This project has started as an experimental playground to see what functionality PyQt provides. As I spent more time working with PyQt, I have started wondering what it would take to build a simple desktop application. Because I often find myself in need of querying a file geodatabase's datasets, I have decided to build a GUI-based SQL editor that would let me execute SQL queries against a table or a feature class and draw the result set in a table form for further visual inspection. I have thought that other GIS users and developers may find this application useful and I therefore have decided to start a GitHub repository to let others take advantage of my work.

## Features

* Working with multiple geodatabases using multiple tabs (single geodatabase connection per tab)
* Having a schema panel showing tables and their columns for each connected geodatabase
* Exporting result sets into various formats (`WKT` strings to paste into QGIS using [QuickWKT plugin](https://plugins.qgis.org/plugins/QuickWKT/), `arcpy` code to paste into ArcMap Python window, `pandas` data frame via `.csv` file (which can be taken into `geopandas`), and Markdown table via `.md` file or plain text)

--------------------------------

# SET EXERCISE A:
In the PyQt SQL editor description, how many geodatabase connections does each tab allow?

# RECORD LIST:
--------------------------------

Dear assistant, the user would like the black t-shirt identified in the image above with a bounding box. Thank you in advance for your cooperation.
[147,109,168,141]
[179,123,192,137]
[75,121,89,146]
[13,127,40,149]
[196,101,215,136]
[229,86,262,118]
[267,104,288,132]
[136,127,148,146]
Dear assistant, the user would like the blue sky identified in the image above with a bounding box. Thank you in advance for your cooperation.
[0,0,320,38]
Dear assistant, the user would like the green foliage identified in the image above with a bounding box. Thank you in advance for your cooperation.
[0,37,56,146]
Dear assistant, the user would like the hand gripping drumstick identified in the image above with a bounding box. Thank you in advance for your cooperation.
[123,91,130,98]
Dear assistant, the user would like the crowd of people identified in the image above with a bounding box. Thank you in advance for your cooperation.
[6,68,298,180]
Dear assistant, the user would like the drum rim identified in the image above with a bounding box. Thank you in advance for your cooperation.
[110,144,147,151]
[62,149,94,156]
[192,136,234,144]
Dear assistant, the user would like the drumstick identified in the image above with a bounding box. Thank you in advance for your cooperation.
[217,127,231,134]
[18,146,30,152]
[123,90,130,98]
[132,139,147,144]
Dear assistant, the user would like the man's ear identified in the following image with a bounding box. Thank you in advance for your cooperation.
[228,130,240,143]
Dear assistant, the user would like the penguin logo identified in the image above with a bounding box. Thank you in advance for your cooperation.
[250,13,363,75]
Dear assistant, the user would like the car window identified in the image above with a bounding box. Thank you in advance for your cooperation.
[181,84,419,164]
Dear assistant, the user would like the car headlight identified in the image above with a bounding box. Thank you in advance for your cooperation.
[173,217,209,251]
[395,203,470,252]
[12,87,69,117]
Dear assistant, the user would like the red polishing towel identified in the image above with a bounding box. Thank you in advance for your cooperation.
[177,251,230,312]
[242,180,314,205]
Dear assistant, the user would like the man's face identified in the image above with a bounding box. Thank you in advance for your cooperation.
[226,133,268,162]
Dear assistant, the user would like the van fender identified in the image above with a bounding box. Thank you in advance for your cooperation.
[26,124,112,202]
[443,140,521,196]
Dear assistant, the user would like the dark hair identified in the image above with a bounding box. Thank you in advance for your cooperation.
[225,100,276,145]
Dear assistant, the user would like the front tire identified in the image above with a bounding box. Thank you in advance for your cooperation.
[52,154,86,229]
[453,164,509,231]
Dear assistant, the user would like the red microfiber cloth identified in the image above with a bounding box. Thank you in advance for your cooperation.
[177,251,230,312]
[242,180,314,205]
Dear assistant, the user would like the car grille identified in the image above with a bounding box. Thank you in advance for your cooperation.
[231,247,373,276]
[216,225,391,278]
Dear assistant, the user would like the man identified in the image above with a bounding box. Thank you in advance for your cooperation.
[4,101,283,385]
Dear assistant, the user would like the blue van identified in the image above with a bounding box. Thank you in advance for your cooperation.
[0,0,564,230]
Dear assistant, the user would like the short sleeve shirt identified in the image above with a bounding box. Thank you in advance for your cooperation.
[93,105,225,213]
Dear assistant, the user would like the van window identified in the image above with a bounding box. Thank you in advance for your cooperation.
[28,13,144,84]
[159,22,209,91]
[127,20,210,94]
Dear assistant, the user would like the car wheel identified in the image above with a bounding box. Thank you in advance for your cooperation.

--------------------------------

# SET EXERCISE B:
Convert the records from the line that contains "Dear assistant, the user would like the dark" through the line that contains "[453,164,509,231]" into a two-column CSV with the columns request and boxes. Give one row per request, put each value in its own quoted field, and turn line breaks into spaces.

# CORRECT RESPONSE A:
A single geodatabase connection per tab.

# CORRECT RESPONSE B:
request,boxes
"Dear assistant, the user would like the dark hair identified in the image above with a bounding box. Thank you in advance for your cooperation.","[225,100,276,145]"
"Dear assistant, the user would like the front tire identified in the image above with a bounding box. Thank you in advance for your cooperation.","[52,154,86,229] [453,164,509,231]"